-- START --
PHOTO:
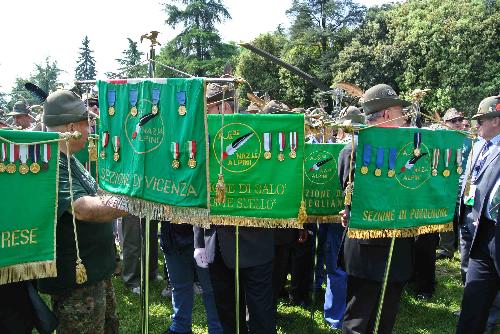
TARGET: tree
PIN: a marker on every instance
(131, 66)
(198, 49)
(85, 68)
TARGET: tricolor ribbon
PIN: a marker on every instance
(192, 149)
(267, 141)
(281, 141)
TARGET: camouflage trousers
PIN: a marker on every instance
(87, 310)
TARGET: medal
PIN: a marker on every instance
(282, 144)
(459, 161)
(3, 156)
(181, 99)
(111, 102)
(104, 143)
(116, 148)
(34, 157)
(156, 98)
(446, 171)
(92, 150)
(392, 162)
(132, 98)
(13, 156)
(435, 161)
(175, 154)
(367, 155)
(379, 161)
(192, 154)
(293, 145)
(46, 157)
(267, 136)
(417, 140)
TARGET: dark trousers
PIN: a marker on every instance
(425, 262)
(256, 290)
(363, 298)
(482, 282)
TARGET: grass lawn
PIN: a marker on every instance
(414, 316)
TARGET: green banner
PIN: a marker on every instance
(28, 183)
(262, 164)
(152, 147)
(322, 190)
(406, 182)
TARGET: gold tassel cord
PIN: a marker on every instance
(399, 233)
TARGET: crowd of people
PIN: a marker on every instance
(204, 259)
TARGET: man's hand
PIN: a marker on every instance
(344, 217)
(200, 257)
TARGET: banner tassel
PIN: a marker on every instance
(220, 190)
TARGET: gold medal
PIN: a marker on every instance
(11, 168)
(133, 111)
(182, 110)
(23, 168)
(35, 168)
-- END --
§ WHAT IS EXPECTED: Please copy out all of the records above word for word, leaving the pictures out of your answer.

§ REPLY:
PHOTO:
TARGET: tree
PIN: a marker on every instance
(131, 66)
(198, 49)
(85, 68)
TARGET: tricolor ribbon
PIN: a marker on every instance
(192, 149)
(267, 141)
(281, 141)
TARGET: camouflage trousers
PIN: a marker on every instance
(87, 310)
TARGET: medal
PIN: a marker on every instance
(282, 144)
(459, 161)
(3, 156)
(181, 99)
(111, 102)
(104, 143)
(116, 148)
(34, 157)
(156, 98)
(446, 171)
(92, 150)
(392, 162)
(132, 98)
(13, 156)
(435, 161)
(175, 154)
(367, 155)
(379, 161)
(192, 154)
(293, 145)
(46, 157)
(267, 136)
(417, 140)
TARGET: dark trousers
PIN: a marker on every instance
(425, 262)
(256, 290)
(363, 298)
(482, 282)
TARGET: grass lawn
PIN: a marker on every instance
(414, 316)
TARGET: green banner
PIN: a marker on every instance
(28, 183)
(262, 164)
(152, 147)
(322, 190)
(406, 182)
TARGET: gold tassel cord
PIN: a marker on every instance
(399, 233)
TARGET: crowd of people
PIN: a marker on every instance
(204, 259)
TARGET: man's hand
PIN: a marker on every instance
(344, 217)
(200, 257)
TARGET: banner tassel
PIN: a marker on every instance
(220, 190)
TARGET: gold medal
PIN: a marker on every instance
(11, 168)
(133, 111)
(182, 110)
(23, 168)
(35, 168)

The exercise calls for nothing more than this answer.